- What you will do
Copy out the data below word for word, keeping every line in its original order.

Labeled point records:
%%

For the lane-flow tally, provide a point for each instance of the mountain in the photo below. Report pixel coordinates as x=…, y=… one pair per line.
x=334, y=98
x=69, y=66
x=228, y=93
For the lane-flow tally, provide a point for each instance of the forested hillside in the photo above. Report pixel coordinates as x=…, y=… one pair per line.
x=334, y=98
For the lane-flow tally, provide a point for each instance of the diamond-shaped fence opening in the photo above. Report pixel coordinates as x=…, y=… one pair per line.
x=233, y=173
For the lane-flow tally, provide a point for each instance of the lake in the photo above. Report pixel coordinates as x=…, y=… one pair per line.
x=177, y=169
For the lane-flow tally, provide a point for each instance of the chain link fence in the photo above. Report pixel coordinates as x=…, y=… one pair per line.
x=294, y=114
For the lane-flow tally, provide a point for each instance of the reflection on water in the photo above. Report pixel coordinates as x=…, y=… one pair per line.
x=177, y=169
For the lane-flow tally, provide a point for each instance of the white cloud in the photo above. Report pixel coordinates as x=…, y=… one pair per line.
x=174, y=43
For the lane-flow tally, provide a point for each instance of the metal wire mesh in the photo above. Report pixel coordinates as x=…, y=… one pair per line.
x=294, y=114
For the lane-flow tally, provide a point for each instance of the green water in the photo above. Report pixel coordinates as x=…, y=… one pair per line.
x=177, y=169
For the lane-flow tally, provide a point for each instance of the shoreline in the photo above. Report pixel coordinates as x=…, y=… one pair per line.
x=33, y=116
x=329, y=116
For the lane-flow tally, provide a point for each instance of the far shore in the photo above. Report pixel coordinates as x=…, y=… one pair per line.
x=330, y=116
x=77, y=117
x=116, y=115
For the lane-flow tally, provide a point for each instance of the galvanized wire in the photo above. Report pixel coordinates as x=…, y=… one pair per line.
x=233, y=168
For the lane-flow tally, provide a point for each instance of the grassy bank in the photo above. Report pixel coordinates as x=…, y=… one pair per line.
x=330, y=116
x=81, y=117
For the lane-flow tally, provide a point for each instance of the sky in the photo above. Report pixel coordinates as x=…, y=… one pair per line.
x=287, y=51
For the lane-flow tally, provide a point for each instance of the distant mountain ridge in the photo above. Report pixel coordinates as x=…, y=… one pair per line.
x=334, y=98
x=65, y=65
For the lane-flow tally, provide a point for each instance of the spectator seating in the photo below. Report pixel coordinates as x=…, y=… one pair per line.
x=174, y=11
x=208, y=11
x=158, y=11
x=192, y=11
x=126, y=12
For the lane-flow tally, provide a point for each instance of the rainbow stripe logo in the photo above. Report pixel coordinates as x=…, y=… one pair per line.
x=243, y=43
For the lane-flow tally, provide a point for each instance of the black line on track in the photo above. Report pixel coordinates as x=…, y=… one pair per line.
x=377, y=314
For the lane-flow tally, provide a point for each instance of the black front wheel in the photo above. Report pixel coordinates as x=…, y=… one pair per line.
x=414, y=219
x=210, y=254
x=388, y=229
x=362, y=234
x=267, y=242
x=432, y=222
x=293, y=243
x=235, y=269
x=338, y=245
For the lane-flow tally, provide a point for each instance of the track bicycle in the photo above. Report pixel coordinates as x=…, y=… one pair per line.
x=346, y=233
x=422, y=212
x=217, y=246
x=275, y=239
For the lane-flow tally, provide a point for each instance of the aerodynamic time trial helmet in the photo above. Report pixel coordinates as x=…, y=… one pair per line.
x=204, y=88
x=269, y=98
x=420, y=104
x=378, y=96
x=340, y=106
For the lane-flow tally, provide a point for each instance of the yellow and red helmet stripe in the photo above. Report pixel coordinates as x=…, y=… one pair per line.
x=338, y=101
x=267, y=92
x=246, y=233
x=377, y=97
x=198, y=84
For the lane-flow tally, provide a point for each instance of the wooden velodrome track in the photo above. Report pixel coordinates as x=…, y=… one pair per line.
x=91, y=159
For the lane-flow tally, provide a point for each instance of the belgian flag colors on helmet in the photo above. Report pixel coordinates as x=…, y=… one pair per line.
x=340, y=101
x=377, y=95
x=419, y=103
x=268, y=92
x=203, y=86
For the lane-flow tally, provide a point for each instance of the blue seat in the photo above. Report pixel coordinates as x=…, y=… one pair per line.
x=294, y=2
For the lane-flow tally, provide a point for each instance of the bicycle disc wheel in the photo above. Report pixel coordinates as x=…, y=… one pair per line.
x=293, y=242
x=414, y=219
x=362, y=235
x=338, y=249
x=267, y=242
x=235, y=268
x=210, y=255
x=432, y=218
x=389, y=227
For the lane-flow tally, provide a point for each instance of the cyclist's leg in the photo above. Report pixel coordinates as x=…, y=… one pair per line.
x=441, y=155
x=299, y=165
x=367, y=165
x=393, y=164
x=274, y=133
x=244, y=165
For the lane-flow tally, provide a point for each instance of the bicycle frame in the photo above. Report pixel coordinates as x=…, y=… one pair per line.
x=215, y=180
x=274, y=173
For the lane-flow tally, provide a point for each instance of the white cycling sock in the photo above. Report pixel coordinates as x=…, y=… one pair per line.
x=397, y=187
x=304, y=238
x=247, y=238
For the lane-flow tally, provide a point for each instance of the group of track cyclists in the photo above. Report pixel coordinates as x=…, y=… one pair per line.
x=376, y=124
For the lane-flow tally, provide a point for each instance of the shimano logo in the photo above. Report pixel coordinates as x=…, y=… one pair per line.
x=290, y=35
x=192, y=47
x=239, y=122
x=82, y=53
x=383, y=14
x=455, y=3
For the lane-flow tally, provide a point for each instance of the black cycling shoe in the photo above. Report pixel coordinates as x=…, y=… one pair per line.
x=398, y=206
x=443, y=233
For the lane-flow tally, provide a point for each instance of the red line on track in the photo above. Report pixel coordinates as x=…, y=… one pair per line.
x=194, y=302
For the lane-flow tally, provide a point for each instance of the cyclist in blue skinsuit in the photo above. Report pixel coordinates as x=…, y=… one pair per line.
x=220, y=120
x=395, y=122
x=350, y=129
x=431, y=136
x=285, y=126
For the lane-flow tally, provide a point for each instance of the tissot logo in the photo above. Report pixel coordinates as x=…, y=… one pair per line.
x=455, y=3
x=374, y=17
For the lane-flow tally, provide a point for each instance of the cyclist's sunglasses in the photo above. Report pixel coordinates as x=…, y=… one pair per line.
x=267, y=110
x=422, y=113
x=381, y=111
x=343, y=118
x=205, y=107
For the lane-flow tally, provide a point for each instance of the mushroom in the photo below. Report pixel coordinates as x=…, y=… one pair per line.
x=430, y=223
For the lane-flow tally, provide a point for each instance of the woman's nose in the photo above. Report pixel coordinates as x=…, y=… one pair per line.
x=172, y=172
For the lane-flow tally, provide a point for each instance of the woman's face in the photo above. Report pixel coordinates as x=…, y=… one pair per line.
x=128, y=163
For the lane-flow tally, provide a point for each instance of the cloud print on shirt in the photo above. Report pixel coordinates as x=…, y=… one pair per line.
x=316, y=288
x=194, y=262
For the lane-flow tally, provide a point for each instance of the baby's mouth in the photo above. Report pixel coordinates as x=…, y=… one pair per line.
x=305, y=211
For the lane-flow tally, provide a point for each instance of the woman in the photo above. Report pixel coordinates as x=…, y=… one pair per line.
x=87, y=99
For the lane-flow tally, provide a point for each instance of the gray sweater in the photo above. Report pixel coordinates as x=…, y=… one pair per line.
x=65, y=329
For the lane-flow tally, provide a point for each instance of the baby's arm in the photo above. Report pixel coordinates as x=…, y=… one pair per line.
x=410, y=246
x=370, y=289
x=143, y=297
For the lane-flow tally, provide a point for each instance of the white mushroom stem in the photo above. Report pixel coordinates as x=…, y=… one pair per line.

%%

- Task result
For the lane-flow tally, provide a point for each instance of the mountain in the photo below. Report pixel coordinates as x=…, y=… one pair per line.
x=334, y=98
x=69, y=66
x=228, y=93
For the lane-flow tally, provide a point for each instance of the forested hillside in the photo above. Report pixel coordinates as x=…, y=… one pair per line.
x=334, y=98
For the lane-flow tally, provide a point for each instance of the diamond-shaped fence opening in the photo above. Report pixel coordinates as x=…, y=… one pair per line.
x=233, y=173
For the lane-flow tally, provide a point for each instance of the lake in the photo above. Report pixel coordinates as x=…, y=… one pair per line.
x=177, y=169
For the lane-flow tally, provide a point for each instance of the chain link fence in the photo above. Report pixel coordinates as x=…, y=… one pair per line.
x=294, y=114
For the lane-flow tally, provide a point for each instance of the reflection on water in the photo above. Report pixel coordinates as x=…, y=… one pair per line.
x=177, y=169
For the lane-flow tally, provide a point for each instance of the white cloud in the photo above. Report pixel coordinates as x=…, y=… one pair per line.
x=174, y=43
For the lane-flow tally, provide a point for each instance of the metal wire mesh in the photo above. Report pixel coordinates as x=…, y=… one pair per line.
x=294, y=114
For the lane-flow tally, provide a point for each instance of the green water in the photo above. Report pixel coordinates as x=…, y=… one pair per line.
x=177, y=169
For the lane-flow tally, provide a point for each instance of the shoreline in the photo above. Report pixel coordinates as x=…, y=… one pair per line.
x=33, y=116
x=329, y=116
For the lane-flow tally, provide a point for each instance of the far shore in the photo above. Report pixel coordinates as x=…, y=… one pair per line.
x=330, y=116
x=77, y=117
x=116, y=115
For the lane-flow tally, provide a point for each instance of the galvanized wire in the photo above. Report pixel coordinates as x=…, y=… one pair per line.
x=233, y=168
For the lane-flow tally, provide a point for each instance of the grassy bank in the photo above. Report pixel coordinates as x=…, y=… one pair per line.
x=330, y=116
x=81, y=117
For the lane-flow tally, provide a point for each instance of the sky in the photo above. Report pixel coordinates as x=…, y=… one pair per line.
x=287, y=51
For the lane-flow tally, provide a point for each instance of the distant mountain ridge in the photo above. Report pixel coordinates as x=…, y=… one pair per line.
x=334, y=98
x=65, y=65
For the lane-flow tally, provide a point for each instance of the spectator seating in the photo below. Report pixel coordinates as x=…, y=… one pair per line.
x=174, y=11
x=208, y=11
x=158, y=11
x=192, y=11
x=126, y=12
For the lane-flow tally, provide a point for each instance of the rainbow stripe logo in the photo above. Report pixel coordinates as x=…, y=… one pair per line.
x=243, y=43
For the lane-flow tally, provide a point for each instance of the black line on track in the photo above. Report pixel coordinates as x=…, y=… one pair per line.
x=377, y=314
For the lane-flow tally, provide a point for each instance of the black front wheel in the photo above. Report pixel coordinates as x=…, y=… one pair per line.
x=414, y=219
x=210, y=254
x=388, y=229
x=362, y=234
x=267, y=242
x=432, y=222
x=293, y=243
x=235, y=269
x=338, y=245
For the lane-flow tally, provide a point for each instance of the track bicycle in the photo above. Report pixel coordinates as x=…, y=… one pair per line.
x=346, y=233
x=422, y=212
x=217, y=246
x=275, y=239
For the lane-flow tally, provide a point for each instance of the aerodynamic time trial helmet in the photo above. Report pixel coordinates as x=…, y=… one pair per line.
x=204, y=88
x=269, y=98
x=420, y=104
x=378, y=96
x=340, y=106
For the lane-flow tally, provide a point for each instance of the yellow and red helmet stripe in the photo above. Report pixel coordinates as x=…, y=… one pair per line.
x=338, y=101
x=267, y=92
x=246, y=233
x=377, y=97
x=198, y=84
For the lane-flow tally, provide a point for each instance of the wooden velodrome track in the photo above. Report pixel coordinates as x=…, y=… one pair per line.
x=91, y=159
For the lane-flow tally, provide a point for each instance of the belgian flag colors on helmet in the photo above. Report pixel coordinates as x=…, y=… one pair per line.
x=340, y=101
x=377, y=95
x=419, y=103
x=268, y=92
x=203, y=86
For the lane-flow tally, provide a point for each instance of the blue seat in the photo above. Report pixel coordinates as x=…, y=… one pair per line.
x=294, y=2
For the lane-flow tally, provide a point for each instance of the bicycle disc wheel in the photo above. Report pixel coordinates as x=…, y=… one pair per line.
x=293, y=242
x=414, y=219
x=362, y=235
x=338, y=249
x=267, y=242
x=235, y=268
x=210, y=255
x=432, y=218
x=389, y=227
For the lane-flow tally, provide a point for each instance of the cyclist's leg in the photo above. Report pixel coordinates as x=…, y=… one pair per line.
x=441, y=155
x=299, y=165
x=367, y=165
x=393, y=164
x=274, y=133
x=244, y=165
For the lane-flow tally, provide a point for each instance of the bicycle frame in the photo above. Report pixel coordinates as x=…, y=… one pair per line.
x=215, y=180
x=274, y=173
For the lane-flow tally, provide a point for each instance of the white cycling sock in the photo above. Report pixel coordinates as x=…, y=… one pair per line.
x=397, y=187
x=304, y=238
x=247, y=238
For the lane-flow tally, provide a point for each instance of the group of track cyclists in the photo above. Report pixel coordinates as x=…, y=… one pair per line.
x=376, y=124
For the lane-flow tally, provide a point for each instance of the shimano logo in the photo above. Report pixel coordinates as x=…, y=… one pair per line.
x=290, y=35
x=192, y=47
x=239, y=122
x=82, y=53
x=383, y=14
x=455, y=3
For the lane-flow tally, provide a point for each instance of the black cycling shoe in the photo above. Report pixel coordinates as x=…, y=… one pair per line.
x=398, y=206
x=443, y=233
For the lane-flow tally, provide a point for each instance of the red line on track in the photo above. Report pixel coordinates as x=…, y=… one pair per line.
x=194, y=302
For the lane-flow tally, provide a point for each instance of the cyclist in blue skinsuit in the photo above. Report pixel coordinates as x=…, y=… one pair per line.
x=220, y=120
x=395, y=122
x=350, y=129
x=431, y=136
x=285, y=126
For the lane-flow tally, provide a point for each instance of the tissot logo in the photo above. Report pixel coordinates as x=…, y=… one pair per line.
x=455, y=3
x=374, y=17
For the lane-flow tally, provide a point for each instance of the cyclist's sunglasses in the photo above. Report pixel coordinates as x=…, y=… one pair per line.
x=267, y=110
x=422, y=113
x=381, y=111
x=343, y=118
x=205, y=107
For the lane-flow tally, provide a point for each instance of the mushroom in the photo below. Report pixel coordinates as x=…, y=… one pair per line.
x=430, y=223
For the lane-flow tally, provide a point for each instance of the woman's nose in the photo above. Report pixel coordinates as x=…, y=… one pair per line.
x=172, y=172
For the lane-flow tally, provide a point for each instance of the woman's face in the photo above. Report pixel coordinates as x=…, y=… one pair per line.
x=128, y=163
For the lane-flow tally, provide a point for each instance of the cloud print on shirt in the photo above. Report pixel coordinates as x=…, y=… one pair per line.
x=316, y=288
x=194, y=262
For the lane-flow tally, provide a point for each instance of the baby's mouth in the photo above. Report pixel coordinates as x=…, y=… one pair per line.
x=305, y=211
For the lane-flow tally, provide a point for each instance of the woman in the photo above. Report pixel coordinates as x=…, y=… one pair per line.
x=87, y=99
For the lane-flow tally, provide a point for each instance of the gray sweater in the photo above. Report pixel coordinates as x=…, y=… one pair per line.
x=65, y=329
For the lane-flow tally, provide a point for each instance of the baby's arm in the photo above. Report pixel coordinates as x=…, y=… one pair per line.
x=410, y=246
x=370, y=289
x=143, y=297
For the lane-flow tally, provide a point for each instance of the white mushroom stem in the photo above. Report pixel coordinates as x=…, y=… one pair per line.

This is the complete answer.